**Goal:** Recast the entries below as a Markdown table with two columns, Row and Entry. Give each line its own numbered row and leave out blank lines.

==== Materials provided

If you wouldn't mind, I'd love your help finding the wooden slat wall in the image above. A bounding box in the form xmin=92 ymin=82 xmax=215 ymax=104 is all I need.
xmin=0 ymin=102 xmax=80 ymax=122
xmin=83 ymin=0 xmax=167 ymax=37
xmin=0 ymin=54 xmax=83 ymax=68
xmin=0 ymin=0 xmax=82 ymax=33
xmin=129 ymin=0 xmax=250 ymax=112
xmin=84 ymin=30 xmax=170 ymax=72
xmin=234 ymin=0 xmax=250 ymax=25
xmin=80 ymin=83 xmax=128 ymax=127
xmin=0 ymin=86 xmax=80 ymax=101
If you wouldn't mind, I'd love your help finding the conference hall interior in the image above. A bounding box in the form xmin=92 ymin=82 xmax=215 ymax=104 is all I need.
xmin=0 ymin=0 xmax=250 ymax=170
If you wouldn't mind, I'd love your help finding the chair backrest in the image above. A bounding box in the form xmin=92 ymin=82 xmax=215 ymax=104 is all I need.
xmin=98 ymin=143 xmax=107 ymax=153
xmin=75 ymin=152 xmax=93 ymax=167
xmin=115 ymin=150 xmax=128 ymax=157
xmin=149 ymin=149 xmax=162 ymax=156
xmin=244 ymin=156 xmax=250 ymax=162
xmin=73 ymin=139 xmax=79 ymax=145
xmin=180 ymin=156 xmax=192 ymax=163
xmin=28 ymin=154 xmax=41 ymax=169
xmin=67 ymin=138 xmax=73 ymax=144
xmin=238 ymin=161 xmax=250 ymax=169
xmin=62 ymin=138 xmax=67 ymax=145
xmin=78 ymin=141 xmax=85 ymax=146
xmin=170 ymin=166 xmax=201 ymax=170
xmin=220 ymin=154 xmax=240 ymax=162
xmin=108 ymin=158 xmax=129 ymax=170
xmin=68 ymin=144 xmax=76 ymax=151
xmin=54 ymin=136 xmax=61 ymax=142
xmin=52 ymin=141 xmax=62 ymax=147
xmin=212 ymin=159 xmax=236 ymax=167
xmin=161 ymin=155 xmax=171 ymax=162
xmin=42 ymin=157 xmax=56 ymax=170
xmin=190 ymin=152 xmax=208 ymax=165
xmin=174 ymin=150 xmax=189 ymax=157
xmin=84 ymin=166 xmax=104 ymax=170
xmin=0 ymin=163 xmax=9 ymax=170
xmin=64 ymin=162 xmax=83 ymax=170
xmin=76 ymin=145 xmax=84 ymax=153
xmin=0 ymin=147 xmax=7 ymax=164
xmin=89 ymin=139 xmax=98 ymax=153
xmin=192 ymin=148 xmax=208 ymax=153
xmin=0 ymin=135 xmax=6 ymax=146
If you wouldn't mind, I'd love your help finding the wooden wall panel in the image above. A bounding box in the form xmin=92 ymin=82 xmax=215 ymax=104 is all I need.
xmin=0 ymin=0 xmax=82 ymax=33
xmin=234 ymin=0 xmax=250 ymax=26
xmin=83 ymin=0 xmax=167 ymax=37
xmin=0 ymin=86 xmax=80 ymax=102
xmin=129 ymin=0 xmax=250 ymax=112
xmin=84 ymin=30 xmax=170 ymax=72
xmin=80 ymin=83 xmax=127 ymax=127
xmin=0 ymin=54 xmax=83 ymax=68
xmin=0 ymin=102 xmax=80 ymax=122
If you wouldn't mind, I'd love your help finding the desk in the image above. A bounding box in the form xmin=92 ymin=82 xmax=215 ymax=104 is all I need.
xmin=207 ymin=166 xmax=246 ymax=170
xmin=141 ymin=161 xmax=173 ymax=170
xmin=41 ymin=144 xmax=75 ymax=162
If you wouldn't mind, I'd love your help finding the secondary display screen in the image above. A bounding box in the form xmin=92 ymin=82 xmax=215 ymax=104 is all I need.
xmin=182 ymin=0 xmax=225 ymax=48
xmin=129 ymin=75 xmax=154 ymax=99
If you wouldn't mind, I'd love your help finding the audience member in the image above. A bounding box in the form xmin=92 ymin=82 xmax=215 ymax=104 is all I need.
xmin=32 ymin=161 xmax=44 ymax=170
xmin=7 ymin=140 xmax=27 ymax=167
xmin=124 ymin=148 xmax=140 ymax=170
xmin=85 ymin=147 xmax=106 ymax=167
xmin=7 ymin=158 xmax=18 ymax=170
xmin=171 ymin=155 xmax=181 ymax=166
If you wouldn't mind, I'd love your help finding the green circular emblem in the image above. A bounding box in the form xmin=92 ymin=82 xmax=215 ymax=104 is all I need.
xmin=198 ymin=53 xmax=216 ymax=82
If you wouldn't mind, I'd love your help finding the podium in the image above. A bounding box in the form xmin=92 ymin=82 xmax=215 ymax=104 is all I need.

========

**Completed task:**
| Row | Entry |
|---|---|
| 1 | If you wouldn't mind, I'd love your help finding the wooden slat wall in the image above. A bounding box in the form xmin=92 ymin=82 xmax=215 ymax=104 is all I need. |
| 2 | xmin=0 ymin=102 xmax=80 ymax=122 |
| 3 | xmin=83 ymin=0 xmax=167 ymax=37 |
| 4 | xmin=0 ymin=54 xmax=83 ymax=68 |
| 5 | xmin=0 ymin=0 xmax=82 ymax=33 |
| 6 | xmin=129 ymin=0 xmax=250 ymax=112 |
| 7 | xmin=84 ymin=30 xmax=170 ymax=72 |
| 8 | xmin=234 ymin=0 xmax=250 ymax=25 |
| 9 | xmin=80 ymin=83 xmax=128 ymax=127 |
| 10 | xmin=0 ymin=86 xmax=80 ymax=101 |
| 11 | If you wouldn't mind, I'd love your help finding the conference hall interior in the image above. A bounding box in the form xmin=92 ymin=82 xmax=215 ymax=104 is all I need. |
| 12 | xmin=0 ymin=0 xmax=250 ymax=170 |
| 13 | If you wouldn't mind, I'd love your help finding the chair backrest in the image above. A bounding box in the form xmin=92 ymin=82 xmax=215 ymax=104 is all I need. |
| 14 | xmin=98 ymin=143 xmax=107 ymax=153 |
| 15 | xmin=75 ymin=152 xmax=93 ymax=167 |
| 16 | xmin=115 ymin=150 xmax=128 ymax=157 |
| 17 | xmin=149 ymin=149 xmax=162 ymax=156 |
| 18 | xmin=244 ymin=156 xmax=250 ymax=162 |
| 19 | xmin=73 ymin=139 xmax=79 ymax=145 |
| 20 | xmin=180 ymin=156 xmax=192 ymax=163 |
| 21 | xmin=28 ymin=154 xmax=41 ymax=169 |
| 22 | xmin=67 ymin=138 xmax=73 ymax=144 |
| 23 | xmin=238 ymin=161 xmax=250 ymax=169 |
| 24 | xmin=62 ymin=138 xmax=67 ymax=145 |
| 25 | xmin=78 ymin=141 xmax=85 ymax=146 |
| 26 | xmin=170 ymin=166 xmax=201 ymax=170 |
| 27 | xmin=220 ymin=154 xmax=240 ymax=162 |
| 28 | xmin=108 ymin=158 xmax=129 ymax=170 |
| 29 | xmin=68 ymin=144 xmax=76 ymax=151 |
| 30 | xmin=54 ymin=136 xmax=61 ymax=142 |
| 31 | xmin=52 ymin=141 xmax=62 ymax=147 |
| 32 | xmin=212 ymin=159 xmax=236 ymax=167 |
| 33 | xmin=161 ymin=155 xmax=171 ymax=162 |
| 34 | xmin=42 ymin=157 xmax=56 ymax=170 |
| 35 | xmin=190 ymin=152 xmax=208 ymax=165 |
| 36 | xmin=174 ymin=150 xmax=189 ymax=157 |
| 37 | xmin=84 ymin=166 xmax=104 ymax=170 |
| 38 | xmin=0 ymin=163 xmax=9 ymax=170 |
| 39 | xmin=64 ymin=162 xmax=83 ymax=170 |
| 40 | xmin=76 ymin=145 xmax=84 ymax=153 |
| 41 | xmin=0 ymin=147 xmax=7 ymax=164 |
| 42 | xmin=89 ymin=139 xmax=98 ymax=153 |
| 43 | xmin=192 ymin=148 xmax=208 ymax=153 |
| 44 | xmin=0 ymin=135 xmax=6 ymax=146 |
| 45 | If you wouldn't mind, I'd love your help finding the wooden wall panel in the image above. A bounding box in the form xmin=92 ymin=82 xmax=215 ymax=104 is all I need. |
| 46 | xmin=0 ymin=0 xmax=82 ymax=33 |
| 47 | xmin=234 ymin=0 xmax=250 ymax=26 |
| 48 | xmin=83 ymin=0 xmax=167 ymax=37 |
| 49 | xmin=0 ymin=86 xmax=80 ymax=102 |
| 50 | xmin=129 ymin=0 xmax=250 ymax=112 |
| 51 | xmin=84 ymin=30 xmax=170 ymax=72 |
| 52 | xmin=80 ymin=83 xmax=127 ymax=127 |
| 53 | xmin=0 ymin=54 xmax=83 ymax=68 |
| 54 | xmin=0 ymin=102 xmax=80 ymax=122 |
| 55 | If you wouldn't mind, I'd love your help finding the desk in the image above. A bounding box in the form xmin=92 ymin=82 xmax=215 ymax=104 is all I need. |
| 56 | xmin=207 ymin=166 xmax=246 ymax=170 |
| 57 | xmin=141 ymin=161 xmax=173 ymax=170 |
| 58 | xmin=41 ymin=144 xmax=75 ymax=162 |
| 59 | If you wouldn't mind, I'd love your help finding the secondary display screen in the image above. A bounding box in the form xmin=92 ymin=82 xmax=215 ymax=104 is all I need. |
| 60 | xmin=182 ymin=0 xmax=225 ymax=48 |
| 61 | xmin=129 ymin=75 xmax=154 ymax=99 |
| 62 | If you wouldn't mind, I'd love your help finding the audience member in the image above. A bounding box in the form xmin=92 ymin=82 xmax=215 ymax=104 is all I need. |
| 63 | xmin=32 ymin=161 xmax=44 ymax=170 |
| 64 | xmin=7 ymin=140 xmax=27 ymax=167 |
| 65 | xmin=124 ymin=148 xmax=140 ymax=170 |
| 66 | xmin=85 ymin=147 xmax=106 ymax=167 |
| 67 | xmin=7 ymin=158 xmax=18 ymax=170 |
| 68 | xmin=171 ymin=155 xmax=181 ymax=166 |
| 69 | If you wouldn't mind, I'd love your help finding the green circular emblem in the image above. A bounding box in the form xmin=92 ymin=82 xmax=215 ymax=104 is all I need. |
| 70 | xmin=198 ymin=53 xmax=216 ymax=82 |
| 71 | If you wouldn't mind, I'd love your help finding the podium in the image above. A bounding box in the form xmin=92 ymin=82 xmax=215 ymax=104 is all I need. |